REQUIRED TASK: Can you reproduce all of the data below verbatim, omitting the pictures?

Position identification data
◇ ◇ ◇ ◇ ◇
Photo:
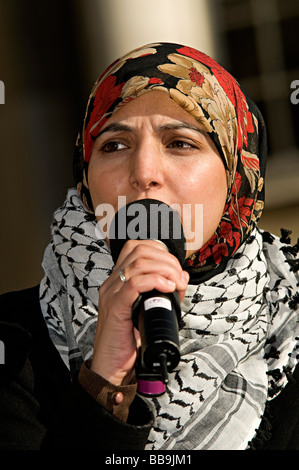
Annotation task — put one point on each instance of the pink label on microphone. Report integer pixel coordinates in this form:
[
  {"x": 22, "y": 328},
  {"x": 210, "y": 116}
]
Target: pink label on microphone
[
  {"x": 154, "y": 302},
  {"x": 151, "y": 388}
]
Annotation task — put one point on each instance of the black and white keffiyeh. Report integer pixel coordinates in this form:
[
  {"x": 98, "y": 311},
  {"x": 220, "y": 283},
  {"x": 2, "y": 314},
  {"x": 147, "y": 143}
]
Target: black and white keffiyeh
[{"x": 238, "y": 338}]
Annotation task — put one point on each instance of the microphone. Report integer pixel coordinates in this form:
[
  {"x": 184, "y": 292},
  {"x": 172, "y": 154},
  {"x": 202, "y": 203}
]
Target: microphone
[{"x": 156, "y": 315}]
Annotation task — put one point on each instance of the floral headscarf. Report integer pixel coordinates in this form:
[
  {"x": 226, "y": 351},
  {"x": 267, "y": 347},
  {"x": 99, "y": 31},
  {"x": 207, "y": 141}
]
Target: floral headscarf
[{"x": 209, "y": 93}]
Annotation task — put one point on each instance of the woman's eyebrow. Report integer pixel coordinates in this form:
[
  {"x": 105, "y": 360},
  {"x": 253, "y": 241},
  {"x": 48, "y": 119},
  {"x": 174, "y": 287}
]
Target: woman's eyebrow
[
  {"x": 116, "y": 127},
  {"x": 181, "y": 125},
  {"x": 119, "y": 127}
]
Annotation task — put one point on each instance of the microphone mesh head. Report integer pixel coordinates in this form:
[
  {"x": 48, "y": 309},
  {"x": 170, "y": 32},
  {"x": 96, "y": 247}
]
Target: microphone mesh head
[{"x": 147, "y": 219}]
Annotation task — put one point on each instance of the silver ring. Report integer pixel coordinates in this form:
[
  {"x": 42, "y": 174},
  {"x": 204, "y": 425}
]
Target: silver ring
◇ ◇ ◇ ◇ ◇
ANSWER IN FULL:
Photo:
Annotation task — put one point on each instance of the pink label on microphone. Report integer pixel coordinates in this form:
[
  {"x": 22, "y": 328},
  {"x": 210, "y": 116}
]
Target: pink label on microphone
[
  {"x": 154, "y": 302},
  {"x": 151, "y": 388}
]
Annotation task — put one point on each instance of the black and white keffiyeh. Report integer pixel coordinates in this form:
[
  {"x": 98, "y": 311},
  {"x": 220, "y": 283},
  {"x": 2, "y": 314},
  {"x": 147, "y": 143}
]
Target: black and white keffiyeh
[{"x": 238, "y": 338}]
Annotation task — put one point on each instance of the microphone. Report integer pixel coordinates in this form:
[
  {"x": 184, "y": 292},
  {"x": 172, "y": 154},
  {"x": 202, "y": 203}
]
Target: microphone
[{"x": 156, "y": 315}]
Annotation task — put one point on each instance of the floral headscarf. Report integer pixel coordinates in this form:
[
  {"x": 226, "y": 351},
  {"x": 267, "y": 347},
  {"x": 99, "y": 31},
  {"x": 207, "y": 141}
]
Target: floral headscarf
[{"x": 209, "y": 93}]
Annotation task — put one point on each instance of the woman's eyebrow. Report integer pixel coordinates in this form:
[
  {"x": 105, "y": 360},
  {"x": 253, "y": 241},
  {"x": 48, "y": 119},
  {"x": 174, "y": 287}
]
Target: woman's eyebrow
[
  {"x": 116, "y": 127},
  {"x": 181, "y": 125},
  {"x": 119, "y": 127}
]
Annotation task — put one point on each instance of the microphone mesh head. Report integer pixel coordinates in this form:
[
  {"x": 48, "y": 309},
  {"x": 170, "y": 32},
  {"x": 96, "y": 247}
]
Target: microphone mesh head
[{"x": 147, "y": 219}]
Annotation task — put one point on each instance of the silver ring. Report integer pixel coordinates in this form:
[
  {"x": 42, "y": 174},
  {"x": 204, "y": 425}
]
Target: silver ring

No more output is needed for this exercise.